▸ **Text to read**:

# Certificate Authentication/Attestation service for New Zealand Documents?



## Lunaplata (Oct 24, 2012)

Hi there, I've searched and got nothing so as a last chance thing - does anyone know of a service for authentication of NZ documents? Lots of companies are online for the UK, India and the US....just not NZ 

I know what the process is, but I am living in the UK so I am hoping there is a nice company that can handle it all for me 

Thanks!


----------



## BedouGirl (Sep 15, 2011)

I am sure there must be a company somewhere in NZ, but - while you are waiting for an answer/researching - have you thought about asking one of the companies in the UK that does attestation if either they are able to recommend a company or, perhaps, they can handle it for you? I am sure you aren't the first Kiwi  to find themselves in this situation. There's been several threads on here about companies in the UK providing this service. If it helps, I used Blair Consular Services and found them very good.


----------



## thinklink (May 31, 2012)

You can contact argentum-llc which is based in London to see whether they offer attestation service for NZ docs or they can recommend any companies for u which do that. 

I recently used their service for my UK doc attestation and found that the communication is quite good and service high standard.

No harm in giving a try.
Cheers!


----------



## Lunaplata (Oct 24, 2012)

Thanks to both - I'll give them a shot. As you say, no harm in trying! Everyone is still at the beach in NZ so I have to wait until next week to do anything anyway


----------



## Lunaplata (Oct 24, 2012)

Just in case another Kiwi comes along: The NZ High Commission in London has Notary Public Services available. From there, you can send it to NZ, then to the UAE Embassy in Canberra, Australia.

I got in contact with the second recommendation and they don't do it. Not yet heard back from the first.


----------

▸ **Material to process**:
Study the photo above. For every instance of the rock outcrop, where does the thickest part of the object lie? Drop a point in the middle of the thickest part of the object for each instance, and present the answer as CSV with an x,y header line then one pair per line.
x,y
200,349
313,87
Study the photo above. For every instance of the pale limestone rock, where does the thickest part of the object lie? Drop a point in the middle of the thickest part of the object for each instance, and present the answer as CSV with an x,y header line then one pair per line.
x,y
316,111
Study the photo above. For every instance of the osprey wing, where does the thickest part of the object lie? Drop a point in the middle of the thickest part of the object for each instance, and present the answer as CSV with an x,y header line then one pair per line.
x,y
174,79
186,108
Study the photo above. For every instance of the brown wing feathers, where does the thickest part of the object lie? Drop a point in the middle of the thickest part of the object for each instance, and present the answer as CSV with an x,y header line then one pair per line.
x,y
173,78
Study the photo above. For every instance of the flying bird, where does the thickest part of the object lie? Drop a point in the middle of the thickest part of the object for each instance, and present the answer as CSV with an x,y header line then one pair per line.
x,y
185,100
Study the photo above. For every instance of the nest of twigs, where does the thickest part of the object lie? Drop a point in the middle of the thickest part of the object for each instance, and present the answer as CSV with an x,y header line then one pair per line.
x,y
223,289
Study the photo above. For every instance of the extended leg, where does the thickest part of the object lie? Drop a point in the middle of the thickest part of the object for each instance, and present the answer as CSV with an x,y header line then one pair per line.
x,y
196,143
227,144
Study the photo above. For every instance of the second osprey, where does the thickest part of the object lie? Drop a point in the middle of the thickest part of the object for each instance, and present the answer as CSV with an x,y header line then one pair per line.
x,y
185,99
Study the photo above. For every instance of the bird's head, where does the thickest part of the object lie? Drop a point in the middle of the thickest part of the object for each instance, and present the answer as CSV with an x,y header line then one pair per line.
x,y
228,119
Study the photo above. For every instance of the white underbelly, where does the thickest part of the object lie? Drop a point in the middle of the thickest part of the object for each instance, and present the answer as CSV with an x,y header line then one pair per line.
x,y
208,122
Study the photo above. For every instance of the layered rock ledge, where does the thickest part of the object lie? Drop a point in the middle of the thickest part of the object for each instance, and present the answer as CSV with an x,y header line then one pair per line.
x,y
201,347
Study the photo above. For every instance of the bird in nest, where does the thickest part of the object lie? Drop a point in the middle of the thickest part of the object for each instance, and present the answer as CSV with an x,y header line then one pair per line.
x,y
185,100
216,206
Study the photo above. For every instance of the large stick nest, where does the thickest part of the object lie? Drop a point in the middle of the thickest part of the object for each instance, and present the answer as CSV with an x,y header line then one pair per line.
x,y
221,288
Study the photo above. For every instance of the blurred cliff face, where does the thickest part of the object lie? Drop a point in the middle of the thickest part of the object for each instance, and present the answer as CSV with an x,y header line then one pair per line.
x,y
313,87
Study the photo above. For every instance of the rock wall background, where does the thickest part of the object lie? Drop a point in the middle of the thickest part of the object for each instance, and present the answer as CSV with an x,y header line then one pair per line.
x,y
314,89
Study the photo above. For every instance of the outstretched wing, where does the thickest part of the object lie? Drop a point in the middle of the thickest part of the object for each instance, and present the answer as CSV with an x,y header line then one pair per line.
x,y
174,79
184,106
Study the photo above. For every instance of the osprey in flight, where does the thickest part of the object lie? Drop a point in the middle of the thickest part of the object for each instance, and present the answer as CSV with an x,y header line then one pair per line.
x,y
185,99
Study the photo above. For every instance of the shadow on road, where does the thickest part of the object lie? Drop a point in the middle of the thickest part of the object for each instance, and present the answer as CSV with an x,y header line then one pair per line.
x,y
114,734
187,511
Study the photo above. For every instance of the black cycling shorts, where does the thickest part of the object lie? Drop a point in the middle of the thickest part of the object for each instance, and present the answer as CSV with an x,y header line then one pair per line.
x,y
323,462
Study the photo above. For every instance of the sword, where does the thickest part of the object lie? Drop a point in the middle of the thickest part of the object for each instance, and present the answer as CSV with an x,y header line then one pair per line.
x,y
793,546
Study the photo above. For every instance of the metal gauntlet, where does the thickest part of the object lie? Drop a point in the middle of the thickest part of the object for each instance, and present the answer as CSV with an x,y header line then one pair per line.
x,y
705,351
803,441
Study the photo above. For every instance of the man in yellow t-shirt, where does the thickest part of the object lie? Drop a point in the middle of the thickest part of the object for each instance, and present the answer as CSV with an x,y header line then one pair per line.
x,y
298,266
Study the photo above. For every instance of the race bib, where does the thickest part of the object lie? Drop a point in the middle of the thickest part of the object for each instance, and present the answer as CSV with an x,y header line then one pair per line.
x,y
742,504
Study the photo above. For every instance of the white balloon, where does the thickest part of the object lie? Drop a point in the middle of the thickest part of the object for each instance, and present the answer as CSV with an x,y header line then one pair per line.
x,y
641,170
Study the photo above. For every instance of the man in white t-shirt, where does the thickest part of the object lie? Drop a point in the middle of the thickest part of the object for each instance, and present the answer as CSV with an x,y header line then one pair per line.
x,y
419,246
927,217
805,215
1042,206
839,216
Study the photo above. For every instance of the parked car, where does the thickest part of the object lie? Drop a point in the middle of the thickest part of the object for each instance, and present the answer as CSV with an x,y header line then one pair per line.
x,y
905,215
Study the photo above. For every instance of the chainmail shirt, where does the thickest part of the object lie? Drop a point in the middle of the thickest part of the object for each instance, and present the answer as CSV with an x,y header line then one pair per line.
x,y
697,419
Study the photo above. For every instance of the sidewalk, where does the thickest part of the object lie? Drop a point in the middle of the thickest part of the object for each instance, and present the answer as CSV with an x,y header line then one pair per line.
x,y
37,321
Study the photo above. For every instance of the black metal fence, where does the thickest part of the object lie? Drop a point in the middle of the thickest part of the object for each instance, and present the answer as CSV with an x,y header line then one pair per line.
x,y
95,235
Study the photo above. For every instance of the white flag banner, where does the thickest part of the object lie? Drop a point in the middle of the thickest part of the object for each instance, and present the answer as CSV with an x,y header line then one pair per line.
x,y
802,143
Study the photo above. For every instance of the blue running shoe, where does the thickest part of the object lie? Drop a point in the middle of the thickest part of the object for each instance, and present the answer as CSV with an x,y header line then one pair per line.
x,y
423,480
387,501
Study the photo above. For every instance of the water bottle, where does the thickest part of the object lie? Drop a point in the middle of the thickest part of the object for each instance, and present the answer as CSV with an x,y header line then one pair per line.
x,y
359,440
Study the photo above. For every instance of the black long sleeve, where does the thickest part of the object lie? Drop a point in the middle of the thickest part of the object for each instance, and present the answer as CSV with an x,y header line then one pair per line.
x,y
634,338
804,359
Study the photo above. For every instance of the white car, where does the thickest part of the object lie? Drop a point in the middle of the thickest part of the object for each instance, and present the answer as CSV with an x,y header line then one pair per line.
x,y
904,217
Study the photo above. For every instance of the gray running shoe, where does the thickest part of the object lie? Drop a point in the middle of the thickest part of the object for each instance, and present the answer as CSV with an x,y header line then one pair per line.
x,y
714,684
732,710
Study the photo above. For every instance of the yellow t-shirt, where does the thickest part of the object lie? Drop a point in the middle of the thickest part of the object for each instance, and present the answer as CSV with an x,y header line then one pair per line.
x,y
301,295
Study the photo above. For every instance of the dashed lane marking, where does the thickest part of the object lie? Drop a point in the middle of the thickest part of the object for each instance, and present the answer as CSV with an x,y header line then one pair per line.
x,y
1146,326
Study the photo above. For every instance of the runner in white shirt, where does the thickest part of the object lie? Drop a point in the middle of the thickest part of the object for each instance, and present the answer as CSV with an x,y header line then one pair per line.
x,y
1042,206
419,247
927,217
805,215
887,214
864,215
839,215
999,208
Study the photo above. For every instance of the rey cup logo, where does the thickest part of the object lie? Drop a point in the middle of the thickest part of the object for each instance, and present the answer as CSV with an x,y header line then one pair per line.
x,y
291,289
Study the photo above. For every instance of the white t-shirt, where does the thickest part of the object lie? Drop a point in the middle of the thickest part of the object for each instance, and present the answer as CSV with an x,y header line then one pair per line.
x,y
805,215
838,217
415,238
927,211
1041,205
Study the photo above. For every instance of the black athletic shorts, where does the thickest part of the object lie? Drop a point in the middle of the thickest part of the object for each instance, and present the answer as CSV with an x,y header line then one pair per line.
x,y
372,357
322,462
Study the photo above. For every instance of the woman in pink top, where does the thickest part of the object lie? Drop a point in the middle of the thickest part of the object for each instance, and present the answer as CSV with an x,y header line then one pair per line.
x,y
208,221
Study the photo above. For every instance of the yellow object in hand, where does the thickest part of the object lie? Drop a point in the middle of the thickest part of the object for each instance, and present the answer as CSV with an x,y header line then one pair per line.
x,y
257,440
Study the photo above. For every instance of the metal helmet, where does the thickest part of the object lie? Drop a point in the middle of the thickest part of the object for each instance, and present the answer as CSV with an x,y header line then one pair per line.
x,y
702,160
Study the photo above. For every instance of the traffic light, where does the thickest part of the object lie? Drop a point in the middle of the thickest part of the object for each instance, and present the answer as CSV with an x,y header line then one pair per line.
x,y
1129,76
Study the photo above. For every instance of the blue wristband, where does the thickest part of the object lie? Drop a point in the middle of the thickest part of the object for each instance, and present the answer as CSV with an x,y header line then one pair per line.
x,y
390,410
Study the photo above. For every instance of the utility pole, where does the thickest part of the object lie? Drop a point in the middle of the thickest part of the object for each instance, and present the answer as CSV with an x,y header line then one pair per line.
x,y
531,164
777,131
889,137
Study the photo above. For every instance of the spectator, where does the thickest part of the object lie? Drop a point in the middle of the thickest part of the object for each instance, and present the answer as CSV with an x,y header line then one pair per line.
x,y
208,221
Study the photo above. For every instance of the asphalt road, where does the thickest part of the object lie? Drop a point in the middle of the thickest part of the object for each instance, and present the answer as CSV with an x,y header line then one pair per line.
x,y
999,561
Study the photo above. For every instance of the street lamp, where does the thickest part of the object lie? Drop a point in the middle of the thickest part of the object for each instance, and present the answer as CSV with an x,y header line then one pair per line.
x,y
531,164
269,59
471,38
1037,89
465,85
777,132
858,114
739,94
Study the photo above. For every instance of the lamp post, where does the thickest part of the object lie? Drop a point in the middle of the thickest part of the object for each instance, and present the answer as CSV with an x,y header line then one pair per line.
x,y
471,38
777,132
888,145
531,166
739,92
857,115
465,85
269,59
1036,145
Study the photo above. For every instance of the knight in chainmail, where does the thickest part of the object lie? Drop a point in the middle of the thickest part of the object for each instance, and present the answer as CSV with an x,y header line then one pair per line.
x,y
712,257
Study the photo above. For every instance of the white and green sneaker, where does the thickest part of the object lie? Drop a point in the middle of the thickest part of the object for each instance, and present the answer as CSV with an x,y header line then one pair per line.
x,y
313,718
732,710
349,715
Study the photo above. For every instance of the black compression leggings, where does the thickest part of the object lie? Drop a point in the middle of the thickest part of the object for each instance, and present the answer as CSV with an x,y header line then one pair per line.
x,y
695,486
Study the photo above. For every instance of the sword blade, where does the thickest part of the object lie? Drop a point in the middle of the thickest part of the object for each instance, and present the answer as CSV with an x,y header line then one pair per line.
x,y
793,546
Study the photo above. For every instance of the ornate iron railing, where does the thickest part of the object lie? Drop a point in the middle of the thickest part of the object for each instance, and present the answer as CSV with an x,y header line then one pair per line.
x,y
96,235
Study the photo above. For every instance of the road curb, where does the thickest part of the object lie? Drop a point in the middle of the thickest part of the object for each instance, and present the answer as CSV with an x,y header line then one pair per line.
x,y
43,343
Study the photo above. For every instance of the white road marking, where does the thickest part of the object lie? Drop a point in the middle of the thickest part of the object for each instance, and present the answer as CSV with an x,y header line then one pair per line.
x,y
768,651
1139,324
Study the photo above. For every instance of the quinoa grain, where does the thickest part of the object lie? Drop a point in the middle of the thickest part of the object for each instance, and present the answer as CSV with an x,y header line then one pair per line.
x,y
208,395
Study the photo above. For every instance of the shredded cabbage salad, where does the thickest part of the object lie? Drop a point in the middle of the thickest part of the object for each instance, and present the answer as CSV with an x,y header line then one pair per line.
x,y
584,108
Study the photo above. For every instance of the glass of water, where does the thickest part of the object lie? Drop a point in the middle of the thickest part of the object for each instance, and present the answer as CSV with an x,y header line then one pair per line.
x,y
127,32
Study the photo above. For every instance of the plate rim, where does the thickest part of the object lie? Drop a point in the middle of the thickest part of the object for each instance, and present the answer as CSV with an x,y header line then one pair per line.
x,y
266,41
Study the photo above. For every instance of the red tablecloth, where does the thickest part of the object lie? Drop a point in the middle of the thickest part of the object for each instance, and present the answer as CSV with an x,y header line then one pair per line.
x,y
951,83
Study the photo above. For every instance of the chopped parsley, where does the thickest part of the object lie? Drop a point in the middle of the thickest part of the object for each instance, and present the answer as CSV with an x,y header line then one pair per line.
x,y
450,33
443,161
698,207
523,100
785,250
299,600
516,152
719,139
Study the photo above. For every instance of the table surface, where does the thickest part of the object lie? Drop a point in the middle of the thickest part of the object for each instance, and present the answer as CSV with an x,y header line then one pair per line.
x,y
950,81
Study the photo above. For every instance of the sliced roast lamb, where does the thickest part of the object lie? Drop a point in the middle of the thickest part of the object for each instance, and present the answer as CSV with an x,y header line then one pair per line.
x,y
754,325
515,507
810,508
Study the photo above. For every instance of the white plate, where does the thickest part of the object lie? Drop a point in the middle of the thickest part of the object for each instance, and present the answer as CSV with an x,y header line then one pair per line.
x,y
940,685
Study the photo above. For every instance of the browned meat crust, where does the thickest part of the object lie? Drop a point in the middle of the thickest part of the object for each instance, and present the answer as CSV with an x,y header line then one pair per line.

▸ **Exercise A**: Copy the forum thread on attesting New Zealand documents from "You can contact" through "which do that.", swapping "London" for "Edinburgh".
▸ **Exercise B**: Convert the listing into a JSON list of strings, one string per line with blank lines skipped. Start at the line that contains "Study the photo above. For every instance of the red" and go through the end of the listing.

▸ **Solution A**:
You can contact argentum-llc which is based in Edinburgh to see whether they offer attestation service for NZ docs or they can recommend any companies for u which do that.

▸ **Solution B**:
[
  "Study the photo above. For every instance of the red tablecloth, where does the thickest part of the object lie? Drop a point in the middle of the thickest part of the object for each instance, and present the answer as CSV with an x,y header line then one pair per line.",
  "x,y",
  "951,83",
  "Study the photo above. For every instance of the chopped parsley, where does the thickest part of the object lie? Drop a point in the middle of the thickest part of the object for each instance, and present the answer as CSV with an x,y header line then one pair per line.",
  "x,y",
  "450,33",
  "443,161",
  "698,207",
  "523,100",
  "785,250",
  "299,600",
  "516,152",
  "719,139",
  "Study the photo above. For every instance of the table surface, where does the thickest part of the object lie? Drop a point in the middle of the thickest part of the object for each instance, and present the answer as CSV with an x,y header line then one pair per line.",
  "x,y",
  "950,81",
  "Study the photo above. For every instance of the sliced roast lamb, where does the thickest part of the object lie? Drop a point in the middle of the thickest part of the object for each instance, and present the answer as CSV with an x,y header line then one pair per line.",
  "x,y",
  "754,325",
  "515,507",
  "810,508",
  "Study the photo above. For every instance of the white plate, where does the thickest part of the object lie? Drop a point in the middle of the thickest part of the object for each instance, and present the answer as CSV with an x,y header line then one pair per line.",
  "x,y",
  "940,685",
  "Study the photo above. For every instance of the browned meat crust, where does the thickest part of the object lie? Drop a point in the middle of the thickest part of the object for each instance, and present the answer as CSV with an x,y header line then one pair per line."
]